++++ Fonte
Campeã da Série Ouro em 2023, a Porto da Pedra fez um desfile que ecoou a voz do canto do indigenista Bruno Pereira, assassinado ao lado do jornalista britânico Dom Phillips: “Warrãna-rarae, Warrãna-rarae, Mari-nawa-kenadêe”, diziam os versos do refrão do samba, um dos propulsores da passagem da escola de São Gonçalo pela Sapucaí. Com uma preocupação com o meio ambiente que começou antes do desfile, que contou com enredo de Mauro Quintaes, de volta ao carnaval do Rio depois de longa temporada nos desfiles de São Paulo. A proposta mergulhou no imaginário da Amazônia, a partir da literatura do escritor francês Júlio Verne, e a agremiação, além de apresentar a floresta e seus habitantes com extrema criatividade e apuro visual, trouxe à tona o debate sobre preservação e conservação ambiental para o público.

Assim que definiu o enredo, a escola também assumiu um compromisso ético e político com ele. A redução do uso de penas reais nas fantasias e a compensação da emissão de CO2 – das atividades durante a preparação para o carnaval – fizeram parte desse compromisso com uma postura mais sustentável. Antes dos desfiles, integrantes da Porto da Pedra participaram de mutirão para plantar mudas de espécies da Mata Atlântica numa área de preservação ambiental em São Gonçalo.
Dom Philips e Bruno Pereira foram mortos no Vale do Javari, no Acre, segunda maior terra indígena do Brasil, em junho de 2022. A motivação do crime foi a denúncia que a dupla fazia de atividades ilícitas no território da reserva, especialmente a pesca ilegal. Além de homenageá-los, a Porto da Pedra lembrou outros ativistas assassinados na luta pela preservação da Amazônia, caso da missionária católica Dorothy Stang e do seringueiro Chico Mendes. A filha do ambientalista e lideranças indígenas desfilaram na última alegoria.
“A ideiaer era tocar o dedo na ferida das culturas indígenas brasileiras”, afirmou Mauro Quintaes um pouco antes de entrar na avenida, que ele percorreu aos pulos, visivelmente emocionado.
++++++++
[Exercícios propostos]
1. Transcreva, sem alterações, o trecho do texto sobre o desfile da Porto da Pedra que se inicia em "Dom Philips e" e segue até "pulos, visivelmente emocionado.".
2. Dê continuidade ao texto sobre o desfile da Porto da Pedra a partir do ponto em que ele termina.
Os dados apresentados a seguir não têm nenhuma relação com esta atividade.
++++ Material
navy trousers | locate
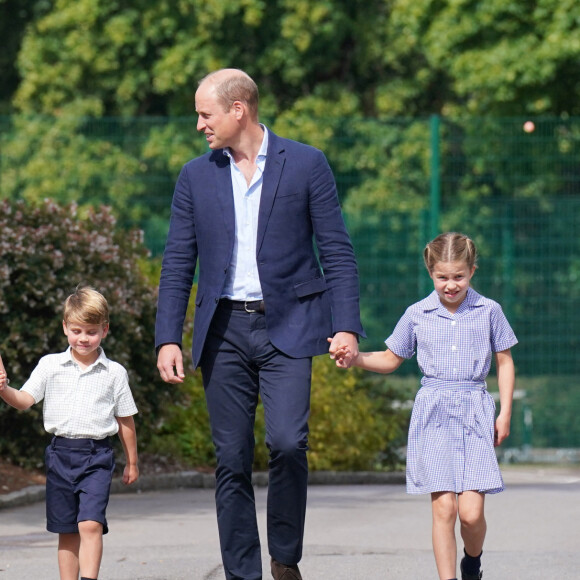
++++++++
[Exercícios resolvidos]
1.
Dom Philips e Bruno Pereira foram mortos no Vale do Javari, no Acre, segunda maior terra indígena do Brasil, em junho de 2022. A motivação do crime foi a denúncia que a dupla fazia de atividades ilícitas no território da reserva, especialmente a pesca ilegal. Além de homenageá-los, a Porto da Pedra lembrou outros ativistas assassinados na luta pela preservação da Amazônia, caso da missionária católica Dorothy Stang e do seringueiro Chico Mendes. A filha do ambientalista e lideranças indígenas desfilaram na última alegoria.
“A ideiaer era tocar o dedo na ferida das culturas indígenas brasileiras”, afirmou Mauro Quintaes um pouco antes de entrar na avenida, que ele percorreu aos pulos, visivelmente emocionado.

2.
Projeto artístico primoroso*
Apesar do tom de denúncia, o desfile não passou pela Sapucaí pesaroso. O canto de resistência do samba encontrou força na empolgação dos componentes e a passagem vibrante da escola, sem grandes sustos de evolução e harmonia, teve no projeto artístico de Quintaes um grande aliado para conquistar o campeonato. Os seres fantásticos imaginados por Julio Verne deram um tom lúdico ao desfile, com fantasias mostrando cabeças feitas apenas com um olho e o encantamento de bichos e plantas, enquanto alegorias lembraram deuses da floresta e diversas etnias indígenas.

Dois grandes trunfos plásticos foram o uso de monocromia e de linhas pretas, vinhas do grafismo indígena, nas fantasias. O primeiro segmento da escola, com comissão de frente, a 1a ala (“Viajantes literários”, com tentáculos de polvo nas costas) e a ala das baianas tingidas em vermelho vivo. A marcação dessas fantasias de uma única cor com o grafismo em preto destacou a escrita ancestral dos povos originários da Amazônia, mas também fez com que os componentes da Porto da Pedra tivessem seus corpos marcados e destacados pelas linhas, como se eles também fossem um desenho.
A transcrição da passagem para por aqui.